# TASK REQUIREMENTS:
Pick out every line of the data below that contains the string "wall", and copy those lines. Matching is case-sensitive.

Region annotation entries
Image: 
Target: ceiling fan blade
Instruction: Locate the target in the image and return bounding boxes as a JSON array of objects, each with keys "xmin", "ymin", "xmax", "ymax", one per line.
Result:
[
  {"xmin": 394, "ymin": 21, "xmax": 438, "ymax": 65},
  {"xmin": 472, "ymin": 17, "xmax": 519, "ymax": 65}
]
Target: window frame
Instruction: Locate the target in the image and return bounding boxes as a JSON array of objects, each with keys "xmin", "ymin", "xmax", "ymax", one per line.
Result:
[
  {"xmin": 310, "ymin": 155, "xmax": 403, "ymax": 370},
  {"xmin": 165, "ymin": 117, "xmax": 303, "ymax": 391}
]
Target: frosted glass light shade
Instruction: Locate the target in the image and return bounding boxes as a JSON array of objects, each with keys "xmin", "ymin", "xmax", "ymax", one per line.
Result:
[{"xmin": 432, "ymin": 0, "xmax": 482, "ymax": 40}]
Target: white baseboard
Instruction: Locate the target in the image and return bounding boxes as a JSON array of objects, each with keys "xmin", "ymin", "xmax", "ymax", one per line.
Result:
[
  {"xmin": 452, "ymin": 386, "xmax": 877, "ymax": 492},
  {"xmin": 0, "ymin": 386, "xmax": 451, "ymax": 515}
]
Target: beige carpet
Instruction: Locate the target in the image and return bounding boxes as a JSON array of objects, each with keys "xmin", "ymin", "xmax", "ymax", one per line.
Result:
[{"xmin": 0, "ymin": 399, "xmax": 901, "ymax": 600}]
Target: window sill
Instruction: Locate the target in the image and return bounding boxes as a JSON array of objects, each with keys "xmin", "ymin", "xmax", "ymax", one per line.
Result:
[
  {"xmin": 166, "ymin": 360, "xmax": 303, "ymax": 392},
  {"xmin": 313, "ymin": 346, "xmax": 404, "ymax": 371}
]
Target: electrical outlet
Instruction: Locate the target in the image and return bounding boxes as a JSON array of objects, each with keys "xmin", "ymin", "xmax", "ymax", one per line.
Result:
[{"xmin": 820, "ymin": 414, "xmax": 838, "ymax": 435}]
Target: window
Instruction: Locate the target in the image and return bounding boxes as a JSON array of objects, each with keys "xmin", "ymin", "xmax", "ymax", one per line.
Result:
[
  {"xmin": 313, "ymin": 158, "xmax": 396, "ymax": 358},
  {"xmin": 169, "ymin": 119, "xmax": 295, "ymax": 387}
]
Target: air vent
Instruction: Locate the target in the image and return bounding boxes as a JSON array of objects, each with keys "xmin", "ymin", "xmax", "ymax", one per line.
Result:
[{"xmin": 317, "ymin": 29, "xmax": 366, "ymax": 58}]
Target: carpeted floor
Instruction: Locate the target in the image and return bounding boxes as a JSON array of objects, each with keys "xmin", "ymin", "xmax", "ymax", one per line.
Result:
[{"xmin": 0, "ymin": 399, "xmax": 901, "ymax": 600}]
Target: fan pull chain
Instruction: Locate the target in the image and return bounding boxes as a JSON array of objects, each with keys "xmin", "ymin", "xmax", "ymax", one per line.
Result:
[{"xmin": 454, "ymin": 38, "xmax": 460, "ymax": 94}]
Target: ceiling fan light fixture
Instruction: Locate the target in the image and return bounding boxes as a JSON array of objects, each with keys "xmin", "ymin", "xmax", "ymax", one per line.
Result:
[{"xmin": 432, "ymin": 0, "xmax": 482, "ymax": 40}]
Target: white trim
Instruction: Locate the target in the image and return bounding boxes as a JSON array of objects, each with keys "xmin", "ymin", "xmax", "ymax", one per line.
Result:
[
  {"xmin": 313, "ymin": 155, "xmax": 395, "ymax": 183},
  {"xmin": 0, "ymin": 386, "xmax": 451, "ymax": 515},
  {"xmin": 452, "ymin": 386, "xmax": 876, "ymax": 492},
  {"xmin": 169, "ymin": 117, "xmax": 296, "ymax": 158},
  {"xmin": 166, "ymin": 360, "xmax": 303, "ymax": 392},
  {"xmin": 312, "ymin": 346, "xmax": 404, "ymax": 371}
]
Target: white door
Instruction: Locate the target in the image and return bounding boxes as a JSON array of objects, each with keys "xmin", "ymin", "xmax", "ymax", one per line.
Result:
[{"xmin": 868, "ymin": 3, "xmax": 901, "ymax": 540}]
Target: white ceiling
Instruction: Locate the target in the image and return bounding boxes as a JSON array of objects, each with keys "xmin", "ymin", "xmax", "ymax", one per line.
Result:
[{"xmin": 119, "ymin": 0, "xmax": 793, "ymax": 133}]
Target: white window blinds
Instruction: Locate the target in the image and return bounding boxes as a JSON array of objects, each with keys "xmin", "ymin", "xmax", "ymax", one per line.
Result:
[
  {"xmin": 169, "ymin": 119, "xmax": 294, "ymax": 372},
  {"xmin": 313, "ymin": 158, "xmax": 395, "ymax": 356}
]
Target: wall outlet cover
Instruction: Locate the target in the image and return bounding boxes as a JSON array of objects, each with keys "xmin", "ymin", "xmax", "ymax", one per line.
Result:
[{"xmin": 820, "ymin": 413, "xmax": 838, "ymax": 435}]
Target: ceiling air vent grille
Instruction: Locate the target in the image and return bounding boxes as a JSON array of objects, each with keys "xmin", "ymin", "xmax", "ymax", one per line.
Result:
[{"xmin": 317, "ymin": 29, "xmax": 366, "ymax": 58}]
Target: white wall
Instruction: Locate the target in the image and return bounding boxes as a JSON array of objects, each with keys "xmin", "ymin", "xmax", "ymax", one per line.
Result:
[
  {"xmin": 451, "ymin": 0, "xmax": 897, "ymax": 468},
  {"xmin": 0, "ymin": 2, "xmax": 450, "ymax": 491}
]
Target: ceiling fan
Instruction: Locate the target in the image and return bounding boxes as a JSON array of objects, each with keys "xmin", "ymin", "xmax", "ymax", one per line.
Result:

# TASK SOLUTION:
Target: wall outlet cover
Target: white wall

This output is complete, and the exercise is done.